EXERCISE DESCRIPTION: Copy each of the following items line for line, changing nothing.
>> begin
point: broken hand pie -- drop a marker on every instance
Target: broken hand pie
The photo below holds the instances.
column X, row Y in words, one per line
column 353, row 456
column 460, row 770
>> end
THE RESPONSE:
point: broken hand pie -- drop a marker on every instance
Target: broken hand pie
The photo below holds the instances.
column X, row Y in words, one per line
column 353, row 456
column 460, row 770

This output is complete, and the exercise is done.